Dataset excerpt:
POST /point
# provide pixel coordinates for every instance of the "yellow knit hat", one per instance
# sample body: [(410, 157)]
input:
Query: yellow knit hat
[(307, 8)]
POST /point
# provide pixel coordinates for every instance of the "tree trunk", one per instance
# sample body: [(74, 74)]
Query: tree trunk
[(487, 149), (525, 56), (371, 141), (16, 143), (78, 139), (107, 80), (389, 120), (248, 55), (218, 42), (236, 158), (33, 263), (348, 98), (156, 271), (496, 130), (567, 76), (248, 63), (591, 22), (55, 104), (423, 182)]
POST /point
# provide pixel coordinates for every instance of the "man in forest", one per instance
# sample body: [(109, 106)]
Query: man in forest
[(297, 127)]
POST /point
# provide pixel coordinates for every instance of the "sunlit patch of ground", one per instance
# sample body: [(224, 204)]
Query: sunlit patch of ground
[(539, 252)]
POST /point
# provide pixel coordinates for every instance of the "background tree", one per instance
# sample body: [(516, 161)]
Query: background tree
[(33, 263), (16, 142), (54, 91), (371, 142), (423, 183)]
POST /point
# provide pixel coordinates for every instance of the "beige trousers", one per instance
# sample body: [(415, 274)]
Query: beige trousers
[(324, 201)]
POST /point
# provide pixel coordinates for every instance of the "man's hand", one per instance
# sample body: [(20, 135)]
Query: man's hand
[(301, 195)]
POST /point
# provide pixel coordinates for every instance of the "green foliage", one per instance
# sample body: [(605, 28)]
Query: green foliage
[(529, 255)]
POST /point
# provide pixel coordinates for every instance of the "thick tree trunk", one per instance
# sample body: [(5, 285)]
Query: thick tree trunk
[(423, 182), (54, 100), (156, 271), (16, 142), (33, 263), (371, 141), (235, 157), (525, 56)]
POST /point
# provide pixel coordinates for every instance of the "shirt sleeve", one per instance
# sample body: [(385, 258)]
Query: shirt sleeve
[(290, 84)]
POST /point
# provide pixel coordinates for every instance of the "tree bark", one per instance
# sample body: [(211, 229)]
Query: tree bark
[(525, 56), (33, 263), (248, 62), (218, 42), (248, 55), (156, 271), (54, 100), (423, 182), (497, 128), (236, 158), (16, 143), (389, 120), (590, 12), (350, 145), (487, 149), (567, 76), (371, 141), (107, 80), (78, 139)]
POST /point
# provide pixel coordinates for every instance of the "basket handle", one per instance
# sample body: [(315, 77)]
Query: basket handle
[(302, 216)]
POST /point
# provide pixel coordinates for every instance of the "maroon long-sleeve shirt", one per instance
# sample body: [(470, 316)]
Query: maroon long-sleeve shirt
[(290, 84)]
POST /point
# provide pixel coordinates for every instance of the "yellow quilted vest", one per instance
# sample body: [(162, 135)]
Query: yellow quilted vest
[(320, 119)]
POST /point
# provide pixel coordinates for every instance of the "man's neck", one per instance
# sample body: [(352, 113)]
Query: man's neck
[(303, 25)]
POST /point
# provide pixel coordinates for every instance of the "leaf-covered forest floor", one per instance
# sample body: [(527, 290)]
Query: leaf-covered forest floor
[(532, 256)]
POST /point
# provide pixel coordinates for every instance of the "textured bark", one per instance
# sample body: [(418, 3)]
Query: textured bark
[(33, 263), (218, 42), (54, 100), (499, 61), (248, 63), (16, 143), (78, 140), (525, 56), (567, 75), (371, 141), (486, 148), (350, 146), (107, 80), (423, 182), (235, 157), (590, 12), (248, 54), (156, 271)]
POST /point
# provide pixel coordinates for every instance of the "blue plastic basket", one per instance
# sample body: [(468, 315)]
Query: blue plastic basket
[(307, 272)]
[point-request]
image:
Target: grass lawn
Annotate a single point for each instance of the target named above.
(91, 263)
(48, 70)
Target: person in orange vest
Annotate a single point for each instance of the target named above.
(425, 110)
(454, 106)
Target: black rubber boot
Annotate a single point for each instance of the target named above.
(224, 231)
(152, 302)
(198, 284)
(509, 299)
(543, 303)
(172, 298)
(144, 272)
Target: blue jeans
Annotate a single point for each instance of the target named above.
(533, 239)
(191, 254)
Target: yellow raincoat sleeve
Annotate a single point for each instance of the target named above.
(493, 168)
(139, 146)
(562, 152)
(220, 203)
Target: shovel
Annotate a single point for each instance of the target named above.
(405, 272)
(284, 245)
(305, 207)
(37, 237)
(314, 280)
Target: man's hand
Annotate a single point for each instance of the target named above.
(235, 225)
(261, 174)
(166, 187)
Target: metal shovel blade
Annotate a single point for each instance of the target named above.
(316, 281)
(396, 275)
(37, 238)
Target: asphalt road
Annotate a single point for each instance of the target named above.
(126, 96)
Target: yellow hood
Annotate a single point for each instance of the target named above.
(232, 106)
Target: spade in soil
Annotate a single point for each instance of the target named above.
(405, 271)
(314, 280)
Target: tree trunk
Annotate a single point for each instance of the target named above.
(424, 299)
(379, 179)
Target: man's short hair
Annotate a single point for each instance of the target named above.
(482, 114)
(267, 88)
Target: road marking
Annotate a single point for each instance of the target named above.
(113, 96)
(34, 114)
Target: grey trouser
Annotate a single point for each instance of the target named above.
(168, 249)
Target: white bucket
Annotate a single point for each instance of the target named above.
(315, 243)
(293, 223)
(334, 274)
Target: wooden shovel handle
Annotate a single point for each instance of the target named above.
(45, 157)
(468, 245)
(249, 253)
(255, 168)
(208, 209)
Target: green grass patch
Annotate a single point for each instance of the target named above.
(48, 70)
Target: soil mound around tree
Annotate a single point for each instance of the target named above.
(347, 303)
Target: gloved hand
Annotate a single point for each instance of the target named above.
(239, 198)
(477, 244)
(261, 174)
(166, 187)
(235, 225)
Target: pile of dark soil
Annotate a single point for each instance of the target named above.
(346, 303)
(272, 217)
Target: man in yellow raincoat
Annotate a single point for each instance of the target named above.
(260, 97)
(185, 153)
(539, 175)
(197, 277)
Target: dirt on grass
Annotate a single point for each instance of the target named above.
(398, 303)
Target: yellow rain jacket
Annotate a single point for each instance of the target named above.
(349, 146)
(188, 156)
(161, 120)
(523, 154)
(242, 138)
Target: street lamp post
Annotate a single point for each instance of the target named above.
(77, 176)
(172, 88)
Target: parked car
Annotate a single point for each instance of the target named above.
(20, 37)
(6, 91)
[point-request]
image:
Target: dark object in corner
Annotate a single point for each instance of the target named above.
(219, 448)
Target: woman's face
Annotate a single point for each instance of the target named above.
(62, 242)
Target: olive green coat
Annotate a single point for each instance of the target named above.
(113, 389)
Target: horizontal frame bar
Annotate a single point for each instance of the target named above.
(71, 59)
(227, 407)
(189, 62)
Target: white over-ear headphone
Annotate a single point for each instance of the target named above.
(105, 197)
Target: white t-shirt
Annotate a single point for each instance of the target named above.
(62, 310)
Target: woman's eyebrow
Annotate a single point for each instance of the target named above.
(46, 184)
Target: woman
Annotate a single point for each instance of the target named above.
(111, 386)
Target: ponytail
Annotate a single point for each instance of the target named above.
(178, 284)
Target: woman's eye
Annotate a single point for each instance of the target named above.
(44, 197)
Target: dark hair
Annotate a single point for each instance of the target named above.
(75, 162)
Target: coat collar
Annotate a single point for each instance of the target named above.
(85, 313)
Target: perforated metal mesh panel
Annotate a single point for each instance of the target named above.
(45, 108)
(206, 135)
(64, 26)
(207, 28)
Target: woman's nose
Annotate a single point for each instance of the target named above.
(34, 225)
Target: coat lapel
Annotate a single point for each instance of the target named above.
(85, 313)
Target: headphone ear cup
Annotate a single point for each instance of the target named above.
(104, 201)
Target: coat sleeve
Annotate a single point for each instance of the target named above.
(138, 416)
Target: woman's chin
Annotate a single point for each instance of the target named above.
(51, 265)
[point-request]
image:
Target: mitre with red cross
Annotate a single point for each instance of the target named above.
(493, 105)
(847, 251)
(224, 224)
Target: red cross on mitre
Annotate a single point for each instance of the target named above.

▶ [Task goal] Reproduce the rows verbatim, from the line containing "Target: coat lapel" through the last line of the rows, both included.

▶ [Solution]
Target: coat lapel
Annotate a single point for each instance of the target named above.
(85, 313)
Target: headphone ear cup
Annotate a single point for each instance of the target named above.
(104, 201)
Target: coat sleeve
Annotate a single point for each instance of the target named above.
(138, 416)
Target: woman's chin
Annotate a single point for each instance of the target named above.
(51, 265)
[point-request]
image:
Target: mitre with red cross
Annotate a single point for each instance of the target named above.
(493, 105)
(847, 251)
(224, 224)
Target: red cross on mitre
Annotate a single point for each instance of the target named above.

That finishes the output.